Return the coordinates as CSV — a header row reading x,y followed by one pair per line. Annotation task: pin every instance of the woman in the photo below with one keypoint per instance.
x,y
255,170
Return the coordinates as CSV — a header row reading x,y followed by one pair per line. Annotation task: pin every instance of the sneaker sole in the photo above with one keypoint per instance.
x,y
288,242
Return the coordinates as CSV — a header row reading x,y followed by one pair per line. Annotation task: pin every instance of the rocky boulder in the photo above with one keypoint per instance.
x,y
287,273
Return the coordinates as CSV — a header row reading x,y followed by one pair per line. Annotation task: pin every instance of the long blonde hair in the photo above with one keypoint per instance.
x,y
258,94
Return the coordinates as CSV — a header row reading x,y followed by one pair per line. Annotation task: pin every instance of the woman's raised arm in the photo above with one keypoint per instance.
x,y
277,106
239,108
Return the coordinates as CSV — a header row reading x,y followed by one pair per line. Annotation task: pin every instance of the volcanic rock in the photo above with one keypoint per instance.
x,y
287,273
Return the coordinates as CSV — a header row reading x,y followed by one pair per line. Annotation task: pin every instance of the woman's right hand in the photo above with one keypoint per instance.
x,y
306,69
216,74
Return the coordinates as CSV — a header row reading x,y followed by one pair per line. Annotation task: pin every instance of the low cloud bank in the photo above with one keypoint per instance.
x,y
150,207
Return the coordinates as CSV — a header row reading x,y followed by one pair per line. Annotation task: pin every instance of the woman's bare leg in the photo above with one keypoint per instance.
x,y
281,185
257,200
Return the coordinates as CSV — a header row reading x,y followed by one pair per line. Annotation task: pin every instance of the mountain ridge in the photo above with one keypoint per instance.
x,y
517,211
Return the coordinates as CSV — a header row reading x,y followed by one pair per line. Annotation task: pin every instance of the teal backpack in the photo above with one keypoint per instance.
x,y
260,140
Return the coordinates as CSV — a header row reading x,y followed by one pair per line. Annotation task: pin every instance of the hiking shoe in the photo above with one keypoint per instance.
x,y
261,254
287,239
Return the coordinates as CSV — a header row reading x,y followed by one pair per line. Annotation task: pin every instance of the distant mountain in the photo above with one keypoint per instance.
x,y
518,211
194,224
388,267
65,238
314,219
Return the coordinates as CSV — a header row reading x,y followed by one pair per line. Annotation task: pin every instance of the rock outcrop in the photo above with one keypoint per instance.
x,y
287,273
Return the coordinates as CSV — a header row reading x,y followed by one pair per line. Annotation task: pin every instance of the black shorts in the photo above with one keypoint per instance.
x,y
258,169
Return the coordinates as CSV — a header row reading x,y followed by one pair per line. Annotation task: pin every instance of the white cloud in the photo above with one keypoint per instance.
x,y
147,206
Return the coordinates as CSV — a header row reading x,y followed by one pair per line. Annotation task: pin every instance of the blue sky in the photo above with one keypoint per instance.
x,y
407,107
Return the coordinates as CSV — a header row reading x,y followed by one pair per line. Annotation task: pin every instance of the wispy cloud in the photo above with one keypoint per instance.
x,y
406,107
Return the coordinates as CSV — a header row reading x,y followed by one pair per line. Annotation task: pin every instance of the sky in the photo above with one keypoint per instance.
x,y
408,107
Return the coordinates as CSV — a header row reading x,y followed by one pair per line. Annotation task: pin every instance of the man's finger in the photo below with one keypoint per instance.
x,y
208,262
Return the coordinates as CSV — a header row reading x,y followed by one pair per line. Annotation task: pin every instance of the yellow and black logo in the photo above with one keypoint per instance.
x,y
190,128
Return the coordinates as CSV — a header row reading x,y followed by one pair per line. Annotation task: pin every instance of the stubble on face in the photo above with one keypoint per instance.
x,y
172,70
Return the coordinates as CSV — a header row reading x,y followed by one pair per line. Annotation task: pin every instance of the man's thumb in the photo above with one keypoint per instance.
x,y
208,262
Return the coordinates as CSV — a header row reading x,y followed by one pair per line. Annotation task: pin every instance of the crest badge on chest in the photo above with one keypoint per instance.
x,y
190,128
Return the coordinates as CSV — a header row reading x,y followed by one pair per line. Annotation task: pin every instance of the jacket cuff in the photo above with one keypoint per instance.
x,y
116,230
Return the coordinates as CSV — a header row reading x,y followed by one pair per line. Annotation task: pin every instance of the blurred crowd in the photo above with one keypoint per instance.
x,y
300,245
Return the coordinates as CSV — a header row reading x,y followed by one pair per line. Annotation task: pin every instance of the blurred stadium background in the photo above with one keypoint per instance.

_ _ _ _

_AIM_:
Extract the data in full. Keep it word for word.

_THE ANSWER_:
Return the coordinates as CSV — a header row reading x,y followed by one pair per line. Annotation task: pin every instance of the woman in the photo below with one keypoint per instance.
x,y
255,170
Return the coordinates as CSV — a header row reading x,y followed by one pair per line. Annotation task: pin every instance of the sneaker sole in the photo above with one keypoint per instance.
x,y
288,242
Return the coordinates as CSV — a header row reading x,y followed by one pair per line. Annotation task: pin every instance of the rocky boulder in the photo above with one keypoint per instance.
x,y
287,273
Return the coordinates as CSV — a header row reading x,y followed by one pair per line. Annotation task: pin every instance of the long blonde hair in the photo above with one keypoint per instance.
x,y
258,94
Return the coordinates as CSV — a header row reading x,y followed by one pair per line. Annotation task: pin every instance of the woman's raised arm in the photo above with one keypoint per instance.
x,y
277,106
239,108
Return the coordinates as CSV — a header row reading x,y followed by one pair per line. Annotation task: pin every instance of the volcanic rock in the photo above with one keypoint per instance.
x,y
287,273
Return the coordinates as CSV — a header row reading x,y followed by one pair per line. Annotation task: pin every instance of the woman's right hand in the photo above with one keypoint per instance.
x,y
306,69
216,74
Return the coordinates as CSV — a header row reading x,y followed by one pair per line. Annotation task: pin every instance of the low cloud bank in the photo above with one keypoint per instance.
x,y
150,207
Return the coordinates as CSV — a header row reading x,y followed by one pair per line. Annotation task: pin every instance of the woman's bare leg in the photo above with one keypoint per instance.
x,y
281,185
257,200
Return the coordinates as CSV — a header row reading x,y followed by one pair per line. Annotation task: pin every instance of the mountain ridge in the photo above with one keypoint per instance.
x,y
517,211
Return the coordinates as CSV — a header row reading x,y followed by one pair per line. Annotation task: pin every instance of the teal backpack in the photo above with one keypoint per instance.
x,y
260,140
Return the coordinates as CSV — a header row reading x,y followed by one pair per line. Annotation task: pin every instance of the hiking shoe in the photo above with one keypoint per instance.
x,y
261,254
287,239
Return the coordinates as CSV — a header row reading x,y followed by one pair per line. Annotation task: pin every instance of the distant mountain in the photo above with one keypoint per instance.
x,y
518,211
194,224
388,267
65,238
314,219
Return the coordinates as CSV — a header row reading x,y followed by one pair per line. Annotation task: pin every instance of the rock outcrop in the photo above with one keypoint per instance.
x,y
287,273
Return the coordinates as CSV — a header row reading x,y followed by one pair per line. Annotation task: pin every instance of the black shorts in the photo above with one keypoint per instance.
x,y
258,169
Return the coordinates as CSV — a header row reading x,y followed by one pair per line. Annotation task: pin every instance of the white cloud in the photo above with one keypoint per instance.
x,y
147,206
Return the coordinates as CSV — a header row reading x,y followed by one pair per line. Annotation task: pin every instance of the blue sky in the photo above with one keypoint per instance.
x,y
407,107
Return the coordinates as CSV — a header row reading x,y followed by one pair per line. Annotation task: pin every instance of the wispy cloud in the photo above with one keypoint per instance.
x,y
406,107
Return the coordinates as CSV — a header row reading x,y followed by one pair per line. Annotation task: pin every instance of the sky in the photo above with one keypoint per instance.
x,y
408,107
Return the coordinates as CSV — a header row reading x,y followed by one pair per line. Annotation task: pin every instance of the man's finger in the photo below with one keypoint per instance.
x,y
208,262
Return the coordinates as CSV — a header row reading x,y followed by one pair per line. Annotation task: pin every instance of the yellow and black logo in the photo above with one keypoint per instance.
x,y
190,128
Return the coordinates as CSV — a header row reading x,y followed by one pair per line. Annotation task: pin every instance of the stubble on face in the photo above with one keypoint per instance.
x,y
172,70
Return the coordinates as CSV — a header row reading x,y followed by one pair per line. Annotation task: pin every instance of the man's thumb in the photo above with one keypoint per instance.
x,y
208,262
Return the coordinates as CSV — a header row reading x,y followed by one pair per line. Annotation task: pin every instance of the crest badge on chest in the photo above with one keypoint per instance.
x,y
190,128
Return the coordinates as CSV — a header row reading x,y followed by one pair per line. Annotation task: pin every instance of the jacket cuff in the photo above with one keypoint per instance.
x,y
116,230
Return the coordinates as CSV — a header row reading x,y followed by one pair per line. Annotation task: pin every instance of the blurred crowd in the photo above with one keypoint per instance.
x,y
300,245
Return the coordinates as CSV — a header row reading x,y followed by one pair per line. Annotation task: pin every instance of the blurred stadium background in the photo above with one keypoint per instance.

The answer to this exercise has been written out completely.